* [Records]
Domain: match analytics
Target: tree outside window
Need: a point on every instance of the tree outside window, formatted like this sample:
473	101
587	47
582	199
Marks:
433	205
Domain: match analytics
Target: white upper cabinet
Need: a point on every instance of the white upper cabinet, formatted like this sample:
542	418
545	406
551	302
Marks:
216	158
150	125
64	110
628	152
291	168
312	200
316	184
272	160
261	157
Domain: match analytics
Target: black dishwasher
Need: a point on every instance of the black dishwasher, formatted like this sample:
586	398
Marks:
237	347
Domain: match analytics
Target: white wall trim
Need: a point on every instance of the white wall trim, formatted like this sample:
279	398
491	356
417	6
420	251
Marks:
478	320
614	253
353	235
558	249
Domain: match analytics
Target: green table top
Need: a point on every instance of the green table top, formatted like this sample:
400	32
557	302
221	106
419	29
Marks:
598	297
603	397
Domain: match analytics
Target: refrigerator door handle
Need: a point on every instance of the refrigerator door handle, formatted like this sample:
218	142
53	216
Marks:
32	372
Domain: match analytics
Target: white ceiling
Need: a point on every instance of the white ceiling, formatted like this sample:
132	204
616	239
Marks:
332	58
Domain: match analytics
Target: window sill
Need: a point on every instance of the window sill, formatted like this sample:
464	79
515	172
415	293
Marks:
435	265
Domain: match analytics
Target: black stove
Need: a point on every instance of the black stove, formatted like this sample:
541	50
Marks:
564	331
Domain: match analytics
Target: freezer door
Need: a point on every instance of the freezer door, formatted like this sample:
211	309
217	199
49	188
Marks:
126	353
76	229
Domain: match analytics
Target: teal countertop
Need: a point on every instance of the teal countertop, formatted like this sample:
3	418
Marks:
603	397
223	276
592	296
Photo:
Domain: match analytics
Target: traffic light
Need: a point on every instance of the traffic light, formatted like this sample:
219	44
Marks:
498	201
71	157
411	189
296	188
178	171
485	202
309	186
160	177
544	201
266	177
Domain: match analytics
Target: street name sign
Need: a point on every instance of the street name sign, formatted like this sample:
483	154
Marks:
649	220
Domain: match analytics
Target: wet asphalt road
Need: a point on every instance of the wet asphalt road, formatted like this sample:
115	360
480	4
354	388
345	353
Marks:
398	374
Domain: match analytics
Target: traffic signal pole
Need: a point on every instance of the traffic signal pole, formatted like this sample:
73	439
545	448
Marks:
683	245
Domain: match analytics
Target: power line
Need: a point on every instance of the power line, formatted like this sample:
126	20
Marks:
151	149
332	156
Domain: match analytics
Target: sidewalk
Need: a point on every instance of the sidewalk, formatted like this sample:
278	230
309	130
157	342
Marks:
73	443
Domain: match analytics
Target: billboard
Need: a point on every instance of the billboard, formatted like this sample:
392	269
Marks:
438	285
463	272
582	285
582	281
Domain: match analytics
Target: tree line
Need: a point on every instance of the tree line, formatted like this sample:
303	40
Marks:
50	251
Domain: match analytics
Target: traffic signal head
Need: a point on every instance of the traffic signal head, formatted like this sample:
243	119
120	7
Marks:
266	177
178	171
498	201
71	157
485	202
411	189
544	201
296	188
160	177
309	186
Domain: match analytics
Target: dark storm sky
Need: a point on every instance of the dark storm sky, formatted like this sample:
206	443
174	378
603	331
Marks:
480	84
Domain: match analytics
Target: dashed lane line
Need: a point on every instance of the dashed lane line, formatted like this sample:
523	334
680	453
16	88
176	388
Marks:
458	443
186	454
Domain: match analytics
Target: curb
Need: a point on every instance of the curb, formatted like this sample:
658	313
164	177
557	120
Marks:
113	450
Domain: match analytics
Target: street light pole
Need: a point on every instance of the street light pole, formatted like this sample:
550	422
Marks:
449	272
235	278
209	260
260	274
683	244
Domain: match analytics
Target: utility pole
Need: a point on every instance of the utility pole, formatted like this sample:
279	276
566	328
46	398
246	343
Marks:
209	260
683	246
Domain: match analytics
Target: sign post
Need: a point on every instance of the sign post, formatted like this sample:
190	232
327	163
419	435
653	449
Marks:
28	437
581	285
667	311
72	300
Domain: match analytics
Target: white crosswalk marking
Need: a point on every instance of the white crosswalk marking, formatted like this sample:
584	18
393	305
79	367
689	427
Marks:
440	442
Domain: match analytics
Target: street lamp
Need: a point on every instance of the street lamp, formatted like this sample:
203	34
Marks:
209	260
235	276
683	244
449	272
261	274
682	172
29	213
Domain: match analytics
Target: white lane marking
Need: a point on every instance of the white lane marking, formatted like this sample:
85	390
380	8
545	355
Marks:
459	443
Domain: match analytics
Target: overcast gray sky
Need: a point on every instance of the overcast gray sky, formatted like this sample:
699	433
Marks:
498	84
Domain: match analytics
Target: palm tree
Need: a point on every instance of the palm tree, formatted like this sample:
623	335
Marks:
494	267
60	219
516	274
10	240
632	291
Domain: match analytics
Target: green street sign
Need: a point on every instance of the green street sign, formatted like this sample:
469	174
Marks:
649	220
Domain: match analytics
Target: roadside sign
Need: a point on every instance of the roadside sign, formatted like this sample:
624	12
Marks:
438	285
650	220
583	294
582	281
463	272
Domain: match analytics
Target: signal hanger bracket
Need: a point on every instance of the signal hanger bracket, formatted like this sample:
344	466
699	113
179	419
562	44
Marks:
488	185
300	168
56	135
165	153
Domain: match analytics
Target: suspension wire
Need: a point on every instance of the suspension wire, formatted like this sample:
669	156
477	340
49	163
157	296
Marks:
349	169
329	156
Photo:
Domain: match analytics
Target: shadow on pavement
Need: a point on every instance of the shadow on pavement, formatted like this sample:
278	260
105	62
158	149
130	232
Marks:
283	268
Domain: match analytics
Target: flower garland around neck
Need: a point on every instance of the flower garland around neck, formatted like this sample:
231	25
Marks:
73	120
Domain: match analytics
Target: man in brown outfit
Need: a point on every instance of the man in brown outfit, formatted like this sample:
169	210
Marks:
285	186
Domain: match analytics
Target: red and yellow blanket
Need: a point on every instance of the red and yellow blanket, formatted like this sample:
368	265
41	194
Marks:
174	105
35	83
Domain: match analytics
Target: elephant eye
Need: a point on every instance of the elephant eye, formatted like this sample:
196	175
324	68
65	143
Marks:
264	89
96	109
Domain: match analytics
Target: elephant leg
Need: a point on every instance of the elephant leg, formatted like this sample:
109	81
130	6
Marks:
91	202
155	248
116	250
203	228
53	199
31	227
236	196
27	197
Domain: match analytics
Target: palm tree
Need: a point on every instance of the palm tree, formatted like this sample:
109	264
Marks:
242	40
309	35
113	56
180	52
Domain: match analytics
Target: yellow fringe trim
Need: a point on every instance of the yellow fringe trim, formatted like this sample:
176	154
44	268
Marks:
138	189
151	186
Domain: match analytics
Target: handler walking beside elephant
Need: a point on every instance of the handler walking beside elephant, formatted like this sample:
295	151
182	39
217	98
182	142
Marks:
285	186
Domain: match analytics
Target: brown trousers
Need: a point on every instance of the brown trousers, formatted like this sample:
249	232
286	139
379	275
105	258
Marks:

* [Written instruction] Select and copy every line of the records above that contains the word "suspension", treating uppercase and lowercase letters as different.

* [Finished answer]
Target: suspension wire
Need: a point on every instance of the suspension wire, formatted like this sample:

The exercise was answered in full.